↓

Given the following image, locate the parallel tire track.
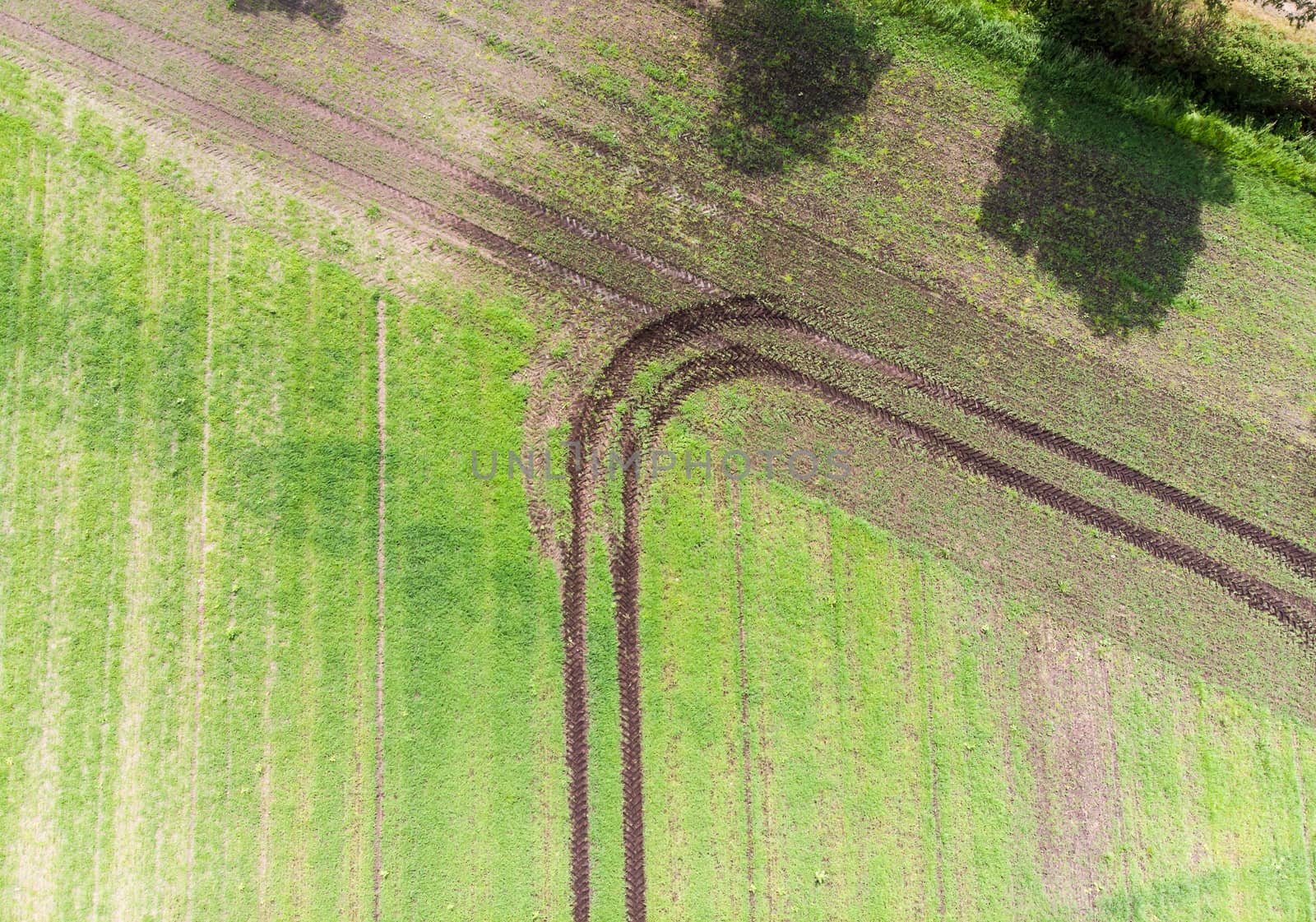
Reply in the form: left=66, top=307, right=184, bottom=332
left=0, top=12, right=656, bottom=316
left=12, top=8, right=1316, bottom=920
left=584, top=303, right=1316, bottom=922
left=12, top=0, right=1316, bottom=579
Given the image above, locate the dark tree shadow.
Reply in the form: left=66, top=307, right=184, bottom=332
left=978, top=60, right=1233, bottom=334
left=229, top=0, right=347, bottom=29
left=711, top=0, right=891, bottom=172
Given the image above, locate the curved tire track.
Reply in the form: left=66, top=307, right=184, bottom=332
left=563, top=299, right=1316, bottom=922
left=23, top=0, right=1316, bottom=579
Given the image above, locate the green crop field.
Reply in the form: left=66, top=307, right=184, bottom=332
left=0, top=0, right=1316, bottom=922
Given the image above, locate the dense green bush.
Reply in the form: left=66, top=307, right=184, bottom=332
left=1028, top=0, right=1316, bottom=133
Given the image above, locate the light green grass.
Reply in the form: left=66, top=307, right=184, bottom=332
left=0, top=50, right=1316, bottom=922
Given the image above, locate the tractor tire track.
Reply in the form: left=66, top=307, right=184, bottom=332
left=576, top=314, right=1316, bottom=922
left=15, top=0, right=1316, bottom=579
left=389, top=4, right=1316, bottom=579
left=17, top=15, right=1316, bottom=918
left=0, top=12, right=658, bottom=316
left=586, top=296, right=1316, bottom=579
left=51, top=0, right=728, bottom=297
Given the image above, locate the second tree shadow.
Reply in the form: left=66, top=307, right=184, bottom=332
left=978, top=64, right=1233, bottom=334
left=229, top=0, right=347, bottom=29
left=711, top=0, right=891, bottom=172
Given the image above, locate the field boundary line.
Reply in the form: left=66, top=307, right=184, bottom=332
left=371, top=297, right=388, bottom=922
left=1288, top=726, right=1316, bottom=922
left=183, top=216, right=215, bottom=922
left=0, top=12, right=660, bottom=316
left=919, top=571, right=946, bottom=920
left=0, top=8, right=1316, bottom=579
left=563, top=308, right=1316, bottom=922
left=730, top=480, right=755, bottom=922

↑

### The task
Copy every entry above word for word, leaving out the pictures.

### Output for this task
Given the following image, locate the parallel tire track.
Reply in the form: left=66, top=307, right=184, bottom=332
left=0, top=12, right=656, bottom=316
left=12, top=8, right=1316, bottom=920
left=584, top=303, right=1316, bottom=922
left=12, top=0, right=1316, bottom=579
Given the image above, locate the dark tree shadow.
Reply in the form: left=66, top=307, right=184, bottom=332
left=978, top=60, right=1233, bottom=334
left=229, top=0, right=347, bottom=29
left=711, top=0, right=891, bottom=172
Given the image above, locate the curved tire track.
Reply in the form: left=66, top=307, right=184, bottom=332
left=563, top=299, right=1316, bottom=922
left=23, top=0, right=1316, bottom=579
Given the image above, locate the green crop field.
Reply in the form: left=66, top=307, right=184, bottom=332
left=0, top=0, right=1316, bottom=922
Given the image above, locate the dense green bush.
Reply in the form: left=66, top=307, right=184, bottom=332
left=1028, top=0, right=1316, bottom=133
Given the image above, locate the light green grass.
Reply in the form: left=66, top=307, right=184, bottom=332
left=0, top=50, right=1316, bottom=922
Given the image above, locate the tractor tire track.
Reply in the form: left=66, top=307, right=184, bottom=332
left=576, top=314, right=1316, bottom=922
left=15, top=0, right=1316, bottom=579
left=389, top=4, right=1316, bottom=579
left=17, top=15, right=1316, bottom=918
left=0, top=12, right=658, bottom=316
left=586, top=296, right=1316, bottom=579
left=51, top=0, right=728, bottom=297
Given the image above, locate the second tree shadow.
Reply in the form: left=66, top=307, right=184, bottom=332
left=978, top=64, right=1233, bottom=334
left=229, top=0, right=347, bottom=29
left=711, top=0, right=891, bottom=172
Given the image above, locate the field boundary line.
Reply in the form: left=66, top=307, right=184, bottom=332
left=371, top=297, right=388, bottom=922
left=1288, top=726, right=1316, bottom=922
left=183, top=216, right=215, bottom=922
left=0, top=12, right=660, bottom=316
left=919, top=571, right=946, bottom=920
left=0, top=8, right=1316, bottom=579
left=563, top=308, right=1316, bottom=922
left=730, top=480, right=755, bottom=922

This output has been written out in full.